--- START INFORMATION SUPPLIED ---

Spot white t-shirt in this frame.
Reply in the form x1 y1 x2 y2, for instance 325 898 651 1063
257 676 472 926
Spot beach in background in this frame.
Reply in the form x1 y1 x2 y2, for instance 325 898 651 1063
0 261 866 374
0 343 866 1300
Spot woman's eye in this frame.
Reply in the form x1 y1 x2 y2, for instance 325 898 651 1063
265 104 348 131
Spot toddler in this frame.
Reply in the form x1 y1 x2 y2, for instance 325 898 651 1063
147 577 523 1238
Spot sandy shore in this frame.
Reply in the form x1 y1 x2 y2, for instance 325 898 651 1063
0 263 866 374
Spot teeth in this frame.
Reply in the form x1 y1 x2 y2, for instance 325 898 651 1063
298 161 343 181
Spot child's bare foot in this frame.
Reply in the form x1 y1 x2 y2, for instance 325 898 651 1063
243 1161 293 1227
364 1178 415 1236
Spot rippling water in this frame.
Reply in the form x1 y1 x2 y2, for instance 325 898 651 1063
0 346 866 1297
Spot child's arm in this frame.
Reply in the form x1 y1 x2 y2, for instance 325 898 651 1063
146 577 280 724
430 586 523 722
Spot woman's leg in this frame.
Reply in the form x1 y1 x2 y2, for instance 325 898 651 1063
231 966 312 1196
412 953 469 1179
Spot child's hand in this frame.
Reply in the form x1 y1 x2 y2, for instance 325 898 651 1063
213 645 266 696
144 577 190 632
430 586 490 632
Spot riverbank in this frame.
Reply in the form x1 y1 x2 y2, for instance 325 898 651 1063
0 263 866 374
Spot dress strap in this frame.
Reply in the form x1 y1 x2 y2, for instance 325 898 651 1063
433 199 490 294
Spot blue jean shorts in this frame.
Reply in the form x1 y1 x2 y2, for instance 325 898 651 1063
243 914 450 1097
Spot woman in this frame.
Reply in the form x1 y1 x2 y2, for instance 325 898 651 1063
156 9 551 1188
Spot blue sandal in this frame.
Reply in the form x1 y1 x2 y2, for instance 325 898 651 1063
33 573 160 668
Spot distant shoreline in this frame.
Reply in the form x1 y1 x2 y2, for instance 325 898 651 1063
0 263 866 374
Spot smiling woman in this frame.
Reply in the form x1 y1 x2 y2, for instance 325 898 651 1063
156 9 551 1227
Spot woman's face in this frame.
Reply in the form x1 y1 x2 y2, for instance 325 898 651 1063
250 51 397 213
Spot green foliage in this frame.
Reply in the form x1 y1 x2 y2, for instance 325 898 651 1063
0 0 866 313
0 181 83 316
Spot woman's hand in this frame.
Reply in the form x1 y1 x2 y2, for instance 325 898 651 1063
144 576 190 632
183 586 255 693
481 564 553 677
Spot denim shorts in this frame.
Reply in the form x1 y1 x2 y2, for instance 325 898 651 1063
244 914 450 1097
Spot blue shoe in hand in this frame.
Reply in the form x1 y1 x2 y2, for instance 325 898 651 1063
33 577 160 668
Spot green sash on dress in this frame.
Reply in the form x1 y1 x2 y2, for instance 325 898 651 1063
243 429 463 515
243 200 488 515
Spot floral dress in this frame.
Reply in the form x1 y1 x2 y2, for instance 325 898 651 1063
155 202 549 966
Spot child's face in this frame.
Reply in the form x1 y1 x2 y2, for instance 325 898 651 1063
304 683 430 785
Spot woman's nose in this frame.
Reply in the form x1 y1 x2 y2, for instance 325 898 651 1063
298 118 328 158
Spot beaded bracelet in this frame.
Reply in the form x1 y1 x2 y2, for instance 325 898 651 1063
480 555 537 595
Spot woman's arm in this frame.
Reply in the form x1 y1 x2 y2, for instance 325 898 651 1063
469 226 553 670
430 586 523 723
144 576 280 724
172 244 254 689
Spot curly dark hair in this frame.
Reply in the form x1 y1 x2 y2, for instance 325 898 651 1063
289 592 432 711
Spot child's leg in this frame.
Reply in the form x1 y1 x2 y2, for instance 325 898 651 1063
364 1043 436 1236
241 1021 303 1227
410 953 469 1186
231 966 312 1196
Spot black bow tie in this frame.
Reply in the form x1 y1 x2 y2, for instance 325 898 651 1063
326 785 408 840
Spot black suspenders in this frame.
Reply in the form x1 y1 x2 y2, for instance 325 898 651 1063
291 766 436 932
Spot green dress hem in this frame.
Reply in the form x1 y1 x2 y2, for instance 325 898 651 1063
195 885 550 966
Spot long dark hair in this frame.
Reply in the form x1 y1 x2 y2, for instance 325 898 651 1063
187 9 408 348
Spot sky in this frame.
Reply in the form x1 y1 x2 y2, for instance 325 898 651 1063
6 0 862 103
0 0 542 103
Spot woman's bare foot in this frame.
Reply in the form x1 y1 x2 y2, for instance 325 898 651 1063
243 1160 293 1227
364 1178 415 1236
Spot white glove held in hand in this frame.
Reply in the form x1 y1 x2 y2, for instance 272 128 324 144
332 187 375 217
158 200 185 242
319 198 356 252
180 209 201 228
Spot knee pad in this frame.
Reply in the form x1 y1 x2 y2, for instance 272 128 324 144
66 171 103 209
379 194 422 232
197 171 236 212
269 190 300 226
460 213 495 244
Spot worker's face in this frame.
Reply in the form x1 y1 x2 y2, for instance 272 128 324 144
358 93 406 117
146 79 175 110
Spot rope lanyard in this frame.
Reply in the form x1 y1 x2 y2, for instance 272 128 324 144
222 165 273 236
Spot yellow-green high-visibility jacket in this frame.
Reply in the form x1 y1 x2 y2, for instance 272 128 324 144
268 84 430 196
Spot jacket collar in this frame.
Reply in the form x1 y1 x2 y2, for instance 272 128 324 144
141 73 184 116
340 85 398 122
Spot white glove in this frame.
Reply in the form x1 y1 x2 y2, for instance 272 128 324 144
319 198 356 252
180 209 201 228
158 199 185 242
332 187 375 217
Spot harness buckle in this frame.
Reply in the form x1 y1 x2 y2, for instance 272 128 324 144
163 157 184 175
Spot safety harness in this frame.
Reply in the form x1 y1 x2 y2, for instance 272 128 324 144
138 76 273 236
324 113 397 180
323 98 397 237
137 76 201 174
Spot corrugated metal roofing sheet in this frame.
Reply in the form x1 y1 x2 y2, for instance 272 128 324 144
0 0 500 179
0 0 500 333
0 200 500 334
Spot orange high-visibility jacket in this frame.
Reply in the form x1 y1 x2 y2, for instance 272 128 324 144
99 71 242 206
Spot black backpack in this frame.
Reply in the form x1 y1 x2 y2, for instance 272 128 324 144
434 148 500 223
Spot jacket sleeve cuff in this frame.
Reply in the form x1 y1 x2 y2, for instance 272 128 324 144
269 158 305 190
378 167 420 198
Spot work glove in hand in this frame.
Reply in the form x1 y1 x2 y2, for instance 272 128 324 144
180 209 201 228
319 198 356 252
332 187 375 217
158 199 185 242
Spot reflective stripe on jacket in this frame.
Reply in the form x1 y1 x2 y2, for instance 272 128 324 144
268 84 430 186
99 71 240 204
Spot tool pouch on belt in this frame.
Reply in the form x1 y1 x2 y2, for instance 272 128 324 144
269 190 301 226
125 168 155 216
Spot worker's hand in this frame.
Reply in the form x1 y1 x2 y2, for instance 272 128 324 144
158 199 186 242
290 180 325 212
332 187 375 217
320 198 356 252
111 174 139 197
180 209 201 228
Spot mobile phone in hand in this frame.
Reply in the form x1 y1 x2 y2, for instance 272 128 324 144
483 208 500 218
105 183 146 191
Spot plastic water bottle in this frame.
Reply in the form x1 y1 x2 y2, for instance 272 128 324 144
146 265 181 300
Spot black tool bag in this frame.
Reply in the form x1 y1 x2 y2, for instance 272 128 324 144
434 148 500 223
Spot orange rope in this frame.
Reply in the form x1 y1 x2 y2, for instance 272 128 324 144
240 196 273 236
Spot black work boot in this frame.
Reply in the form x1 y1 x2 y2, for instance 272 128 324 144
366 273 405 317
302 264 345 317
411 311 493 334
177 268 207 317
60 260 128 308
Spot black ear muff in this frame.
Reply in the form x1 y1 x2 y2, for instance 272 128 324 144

--- END INFORMATION SUPPLIED ---

■ **WHAT TO WORK ON**: Recast the rows between the line containing "Spot woman's face in this frame." and the line containing "0 181 83 316", inclusive, as a two-column CSV with the headers request and answer, one line per request, with each value in a single quoted field and line breaks replaced by spaces.

■ **SOLUTION TO THIS PROBLEM**:
request,answer
"Spot woman's face in this frame. Reply in the form x1 y1 x2 y2, for instance 325 898 651 1063","250 51 397 213"
"Spot green foliage in this frame. Reply in the form x1 y1 x2 y2, for instance 325 898 651 1063","0 0 866 313 0 181 83 316"